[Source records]
-*-
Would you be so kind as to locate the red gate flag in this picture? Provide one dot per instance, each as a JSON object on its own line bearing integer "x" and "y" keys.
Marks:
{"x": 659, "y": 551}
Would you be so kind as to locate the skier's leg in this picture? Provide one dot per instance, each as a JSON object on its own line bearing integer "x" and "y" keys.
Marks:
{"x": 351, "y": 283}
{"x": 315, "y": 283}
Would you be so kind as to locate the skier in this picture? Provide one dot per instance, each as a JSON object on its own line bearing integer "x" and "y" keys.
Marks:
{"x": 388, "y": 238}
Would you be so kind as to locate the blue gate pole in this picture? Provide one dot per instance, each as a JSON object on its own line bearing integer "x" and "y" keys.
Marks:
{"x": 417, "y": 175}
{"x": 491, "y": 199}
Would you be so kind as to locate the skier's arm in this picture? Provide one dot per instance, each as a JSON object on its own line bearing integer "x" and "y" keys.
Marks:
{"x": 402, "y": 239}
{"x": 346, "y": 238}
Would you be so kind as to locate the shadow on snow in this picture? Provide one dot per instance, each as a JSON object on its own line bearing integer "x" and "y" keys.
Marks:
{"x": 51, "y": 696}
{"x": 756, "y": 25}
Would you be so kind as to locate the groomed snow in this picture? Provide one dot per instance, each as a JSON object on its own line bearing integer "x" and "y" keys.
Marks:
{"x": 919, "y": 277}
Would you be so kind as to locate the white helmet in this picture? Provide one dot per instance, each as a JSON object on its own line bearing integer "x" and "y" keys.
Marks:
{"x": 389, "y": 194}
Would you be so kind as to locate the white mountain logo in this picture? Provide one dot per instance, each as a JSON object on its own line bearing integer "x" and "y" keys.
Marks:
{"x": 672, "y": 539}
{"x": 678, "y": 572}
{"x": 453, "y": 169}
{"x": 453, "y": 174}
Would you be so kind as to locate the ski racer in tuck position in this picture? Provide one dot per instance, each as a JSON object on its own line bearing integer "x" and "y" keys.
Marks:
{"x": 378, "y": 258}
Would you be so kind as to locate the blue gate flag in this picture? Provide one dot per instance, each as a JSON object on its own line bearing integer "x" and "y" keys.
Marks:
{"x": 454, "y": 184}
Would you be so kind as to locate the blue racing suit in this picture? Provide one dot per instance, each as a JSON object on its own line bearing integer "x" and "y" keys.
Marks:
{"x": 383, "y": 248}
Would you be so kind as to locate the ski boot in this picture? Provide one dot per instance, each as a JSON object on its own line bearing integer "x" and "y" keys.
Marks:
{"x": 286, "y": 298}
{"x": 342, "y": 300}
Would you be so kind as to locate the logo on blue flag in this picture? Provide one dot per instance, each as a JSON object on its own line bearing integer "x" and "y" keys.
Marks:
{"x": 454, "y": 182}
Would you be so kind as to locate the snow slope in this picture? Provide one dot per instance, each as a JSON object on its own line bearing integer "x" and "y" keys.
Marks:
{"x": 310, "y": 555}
-*-
▶ _Your task_: Return, unchanged, each line from the line containing "Would you be so kind as to locate the ski boot" through the last line of the material.

▶ _Solved problem_:
Would you be so kind as to locate the ski boot in this picture? Provide one dot per instance, each as a JSON object on its own line bearing integer "x" and "y" keys.
Marks:
{"x": 286, "y": 298}
{"x": 342, "y": 300}
Would you be so kind as to locate the logo on blue flag in this picture? Provide one dot per instance, each as a JSON object on its own line bearing integer "x" and "y" keys.
Marks:
{"x": 454, "y": 182}
Would you be so kind as to locate the snow slope in this picture? Provide one dot per instance, each as a JSON object on its own line bearing integer "x" and "y" keys.
Marks:
{"x": 310, "y": 555}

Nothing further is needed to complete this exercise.